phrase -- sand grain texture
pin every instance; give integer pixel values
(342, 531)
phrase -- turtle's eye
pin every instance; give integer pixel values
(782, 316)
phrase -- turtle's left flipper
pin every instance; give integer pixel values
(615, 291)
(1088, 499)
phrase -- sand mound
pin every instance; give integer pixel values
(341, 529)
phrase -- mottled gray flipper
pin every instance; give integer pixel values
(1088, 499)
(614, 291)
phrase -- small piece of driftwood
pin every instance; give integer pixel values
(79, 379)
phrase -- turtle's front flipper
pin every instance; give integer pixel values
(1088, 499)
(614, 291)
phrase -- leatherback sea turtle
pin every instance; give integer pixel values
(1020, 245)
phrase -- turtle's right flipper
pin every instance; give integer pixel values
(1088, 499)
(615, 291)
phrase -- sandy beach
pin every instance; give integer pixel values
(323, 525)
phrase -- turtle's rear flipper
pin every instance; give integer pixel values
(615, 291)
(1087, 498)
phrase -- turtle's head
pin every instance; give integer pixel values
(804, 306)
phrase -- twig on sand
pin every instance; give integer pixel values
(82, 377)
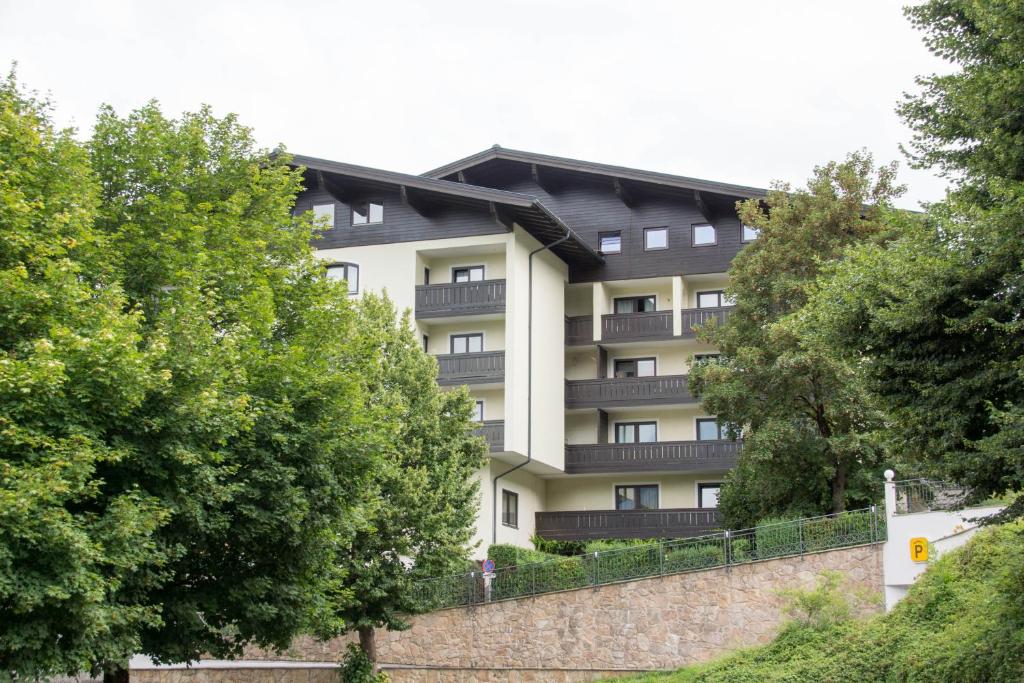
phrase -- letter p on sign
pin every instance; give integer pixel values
(919, 549)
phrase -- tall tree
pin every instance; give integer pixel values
(255, 445)
(804, 416)
(74, 370)
(935, 318)
(427, 489)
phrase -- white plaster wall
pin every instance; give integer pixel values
(598, 493)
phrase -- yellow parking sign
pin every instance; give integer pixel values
(919, 549)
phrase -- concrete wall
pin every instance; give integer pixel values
(654, 624)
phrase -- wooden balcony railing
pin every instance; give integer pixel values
(629, 327)
(494, 433)
(485, 368)
(579, 330)
(460, 299)
(587, 524)
(695, 316)
(666, 389)
(656, 457)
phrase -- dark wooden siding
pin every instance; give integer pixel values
(590, 207)
(401, 223)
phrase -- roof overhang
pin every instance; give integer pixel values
(524, 210)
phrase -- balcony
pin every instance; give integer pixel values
(625, 391)
(485, 368)
(580, 330)
(590, 524)
(493, 432)
(454, 299)
(695, 316)
(656, 457)
(636, 327)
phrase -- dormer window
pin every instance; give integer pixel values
(366, 213)
(705, 235)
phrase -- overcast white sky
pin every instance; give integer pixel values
(738, 91)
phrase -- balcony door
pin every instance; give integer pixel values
(635, 368)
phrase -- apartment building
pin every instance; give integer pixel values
(564, 295)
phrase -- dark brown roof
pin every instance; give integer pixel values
(525, 210)
(636, 175)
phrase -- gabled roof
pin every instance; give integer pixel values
(525, 210)
(593, 168)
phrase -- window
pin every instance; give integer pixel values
(635, 368)
(365, 213)
(705, 235)
(655, 238)
(325, 211)
(610, 243)
(472, 343)
(510, 508)
(348, 271)
(714, 299)
(636, 432)
(708, 495)
(635, 304)
(636, 497)
(710, 430)
(472, 273)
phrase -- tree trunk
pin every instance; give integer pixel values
(115, 674)
(839, 486)
(368, 641)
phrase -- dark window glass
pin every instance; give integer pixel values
(635, 304)
(610, 243)
(655, 238)
(365, 213)
(636, 432)
(636, 497)
(635, 368)
(708, 495)
(705, 235)
(472, 343)
(510, 508)
(710, 430)
(348, 271)
(473, 273)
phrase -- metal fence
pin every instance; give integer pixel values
(928, 495)
(655, 559)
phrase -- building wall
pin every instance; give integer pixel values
(598, 492)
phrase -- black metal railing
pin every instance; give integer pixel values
(627, 327)
(656, 457)
(580, 330)
(486, 296)
(695, 316)
(788, 539)
(493, 432)
(590, 524)
(611, 392)
(485, 368)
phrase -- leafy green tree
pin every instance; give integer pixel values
(805, 416)
(426, 491)
(255, 446)
(74, 370)
(934, 318)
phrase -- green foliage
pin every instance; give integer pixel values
(963, 621)
(356, 667)
(805, 415)
(76, 558)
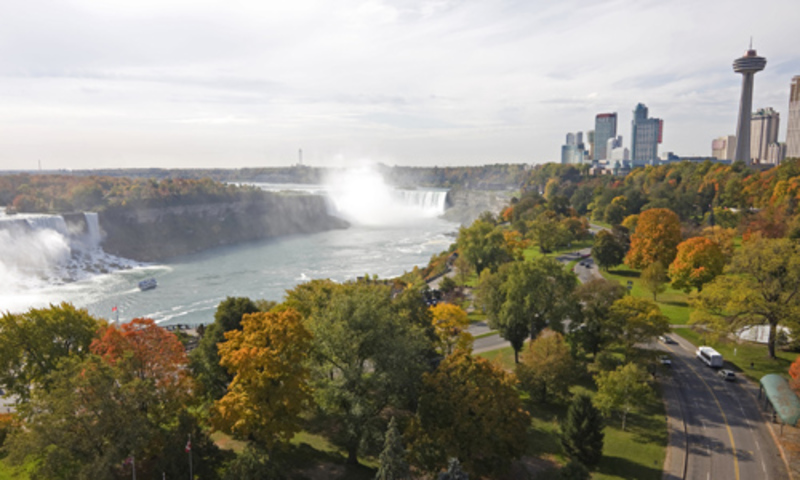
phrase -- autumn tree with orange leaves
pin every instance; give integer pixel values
(699, 260)
(450, 323)
(657, 235)
(270, 385)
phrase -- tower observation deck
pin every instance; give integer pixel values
(748, 66)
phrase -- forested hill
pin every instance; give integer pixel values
(765, 200)
(485, 177)
(26, 193)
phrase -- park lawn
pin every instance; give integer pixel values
(740, 355)
(503, 356)
(476, 316)
(11, 472)
(673, 303)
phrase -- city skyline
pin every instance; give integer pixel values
(179, 84)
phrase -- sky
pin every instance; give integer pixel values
(207, 84)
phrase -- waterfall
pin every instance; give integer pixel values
(52, 249)
(92, 229)
(428, 200)
(48, 222)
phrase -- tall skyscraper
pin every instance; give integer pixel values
(646, 134)
(748, 66)
(605, 127)
(763, 133)
(793, 127)
(724, 148)
(573, 151)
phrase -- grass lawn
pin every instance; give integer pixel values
(484, 335)
(740, 355)
(476, 316)
(9, 472)
(504, 356)
(674, 303)
(639, 451)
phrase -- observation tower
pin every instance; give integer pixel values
(748, 66)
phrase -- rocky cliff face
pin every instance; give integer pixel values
(153, 234)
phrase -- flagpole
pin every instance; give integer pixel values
(191, 474)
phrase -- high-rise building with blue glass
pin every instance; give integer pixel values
(605, 127)
(646, 134)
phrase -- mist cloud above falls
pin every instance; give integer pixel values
(361, 196)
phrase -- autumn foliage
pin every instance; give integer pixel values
(469, 409)
(270, 384)
(152, 352)
(657, 235)
(699, 260)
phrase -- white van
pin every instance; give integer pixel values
(710, 357)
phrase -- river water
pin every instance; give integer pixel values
(190, 287)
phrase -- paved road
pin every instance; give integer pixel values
(726, 433)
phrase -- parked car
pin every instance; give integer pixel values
(727, 375)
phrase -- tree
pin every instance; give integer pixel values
(449, 322)
(454, 471)
(607, 251)
(591, 328)
(469, 409)
(760, 286)
(365, 358)
(463, 269)
(699, 260)
(393, 465)
(582, 432)
(639, 321)
(270, 386)
(574, 470)
(657, 235)
(546, 367)
(212, 377)
(549, 232)
(624, 390)
(96, 413)
(483, 245)
(654, 279)
(616, 210)
(527, 297)
(32, 344)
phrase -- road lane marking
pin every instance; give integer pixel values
(724, 417)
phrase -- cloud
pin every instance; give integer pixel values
(176, 83)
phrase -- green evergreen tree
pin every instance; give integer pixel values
(582, 432)
(392, 459)
(454, 471)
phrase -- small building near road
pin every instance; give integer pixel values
(777, 396)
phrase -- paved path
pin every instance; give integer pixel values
(716, 430)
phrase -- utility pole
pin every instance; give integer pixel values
(189, 450)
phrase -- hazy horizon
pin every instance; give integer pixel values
(140, 84)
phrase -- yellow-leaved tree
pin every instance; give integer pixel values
(656, 239)
(449, 322)
(270, 384)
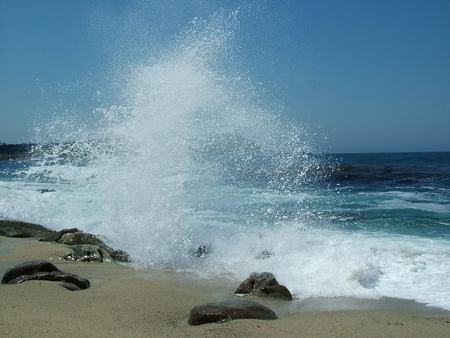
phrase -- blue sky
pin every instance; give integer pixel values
(372, 76)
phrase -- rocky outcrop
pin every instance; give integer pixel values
(120, 256)
(203, 250)
(264, 285)
(23, 230)
(43, 270)
(83, 246)
(84, 253)
(229, 310)
(79, 237)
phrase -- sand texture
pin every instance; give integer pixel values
(124, 302)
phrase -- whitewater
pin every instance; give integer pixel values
(194, 157)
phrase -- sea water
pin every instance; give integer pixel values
(195, 158)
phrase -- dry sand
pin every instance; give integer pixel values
(124, 302)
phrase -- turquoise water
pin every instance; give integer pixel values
(369, 225)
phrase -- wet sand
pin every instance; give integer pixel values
(125, 302)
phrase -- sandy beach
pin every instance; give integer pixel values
(125, 302)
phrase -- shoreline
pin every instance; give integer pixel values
(129, 302)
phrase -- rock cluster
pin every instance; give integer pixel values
(263, 284)
(229, 310)
(43, 270)
(84, 247)
(258, 284)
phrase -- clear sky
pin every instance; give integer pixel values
(372, 76)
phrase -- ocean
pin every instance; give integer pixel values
(196, 171)
(375, 225)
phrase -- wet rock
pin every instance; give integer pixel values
(79, 237)
(120, 256)
(17, 229)
(229, 310)
(203, 250)
(264, 285)
(84, 253)
(43, 270)
(56, 236)
(265, 254)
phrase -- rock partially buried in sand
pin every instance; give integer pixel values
(79, 237)
(17, 229)
(43, 270)
(84, 253)
(56, 236)
(229, 310)
(263, 284)
(120, 256)
(203, 250)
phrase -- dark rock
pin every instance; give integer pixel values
(84, 253)
(43, 270)
(56, 235)
(265, 254)
(229, 310)
(264, 285)
(79, 237)
(23, 230)
(203, 250)
(120, 256)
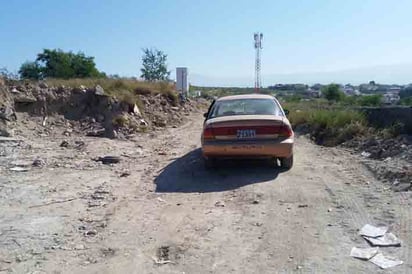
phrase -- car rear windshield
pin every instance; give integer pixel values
(245, 107)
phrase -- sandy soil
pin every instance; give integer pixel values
(160, 211)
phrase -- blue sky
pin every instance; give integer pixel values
(304, 41)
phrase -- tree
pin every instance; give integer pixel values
(154, 65)
(59, 64)
(332, 92)
(30, 70)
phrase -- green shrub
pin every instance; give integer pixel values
(370, 100)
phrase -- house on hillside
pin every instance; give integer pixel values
(391, 97)
(313, 93)
(350, 90)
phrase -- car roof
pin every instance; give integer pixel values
(245, 96)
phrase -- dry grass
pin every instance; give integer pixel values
(328, 126)
(123, 89)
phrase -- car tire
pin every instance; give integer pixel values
(286, 163)
(209, 163)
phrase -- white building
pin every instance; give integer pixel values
(182, 84)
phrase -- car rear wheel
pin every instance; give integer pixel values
(286, 163)
(209, 163)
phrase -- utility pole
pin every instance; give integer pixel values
(258, 46)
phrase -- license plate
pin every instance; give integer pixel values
(246, 133)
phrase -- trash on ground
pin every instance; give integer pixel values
(90, 233)
(125, 174)
(364, 253)
(219, 204)
(385, 261)
(366, 154)
(19, 169)
(372, 231)
(389, 239)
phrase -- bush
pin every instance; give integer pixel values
(330, 126)
(370, 100)
(59, 64)
(332, 92)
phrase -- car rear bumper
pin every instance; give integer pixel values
(248, 149)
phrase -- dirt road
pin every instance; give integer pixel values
(160, 211)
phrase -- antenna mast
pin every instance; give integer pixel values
(258, 46)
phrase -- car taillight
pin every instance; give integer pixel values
(285, 131)
(208, 133)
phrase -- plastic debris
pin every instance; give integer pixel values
(385, 262)
(19, 169)
(373, 231)
(364, 253)
(365, 154)
(389, 239)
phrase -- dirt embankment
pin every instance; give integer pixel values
(90, 111)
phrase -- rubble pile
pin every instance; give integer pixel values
(88, 111)
(390, 159)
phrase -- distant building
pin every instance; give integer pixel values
(349, 90)
(314, 93)
(391, 97)
(182, 84)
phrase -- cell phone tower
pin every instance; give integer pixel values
(258, 46)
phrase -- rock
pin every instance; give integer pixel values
(38, 163)
(100, 118)
(24, 98)
(67, 132)
(136, 110)
(160, 123)
(96, 133)
(219, 204)
(98, 90)
(14, 90)
(90, 233)
(64, 144)
(401, 187)
(43, 85)
(3, 130)
(125, 174)
(7, 113)
(108, 160)
(19, 169)
(143, 123)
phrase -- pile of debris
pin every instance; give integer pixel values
(88, 111)
(377, 237)
(390, 159)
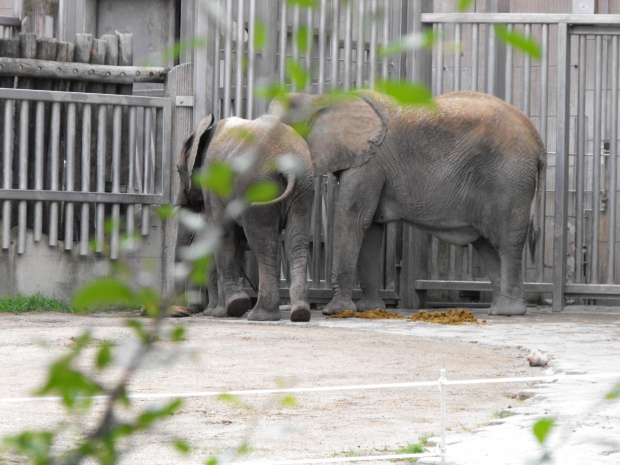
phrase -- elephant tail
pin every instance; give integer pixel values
(534, 233)
(290, 181)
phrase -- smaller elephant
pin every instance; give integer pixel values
(260, 150)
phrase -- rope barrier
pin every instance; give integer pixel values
(527, 379)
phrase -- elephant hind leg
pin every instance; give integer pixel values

------------------------------------------------

_Your instructions:_ Out of the preceding entries, pull every line containing the string "green".

_Output of the task:_
phrase -- leafy green tree
phrase -- green foliage
phrase -- green evergreen tree
phrase -- green shrub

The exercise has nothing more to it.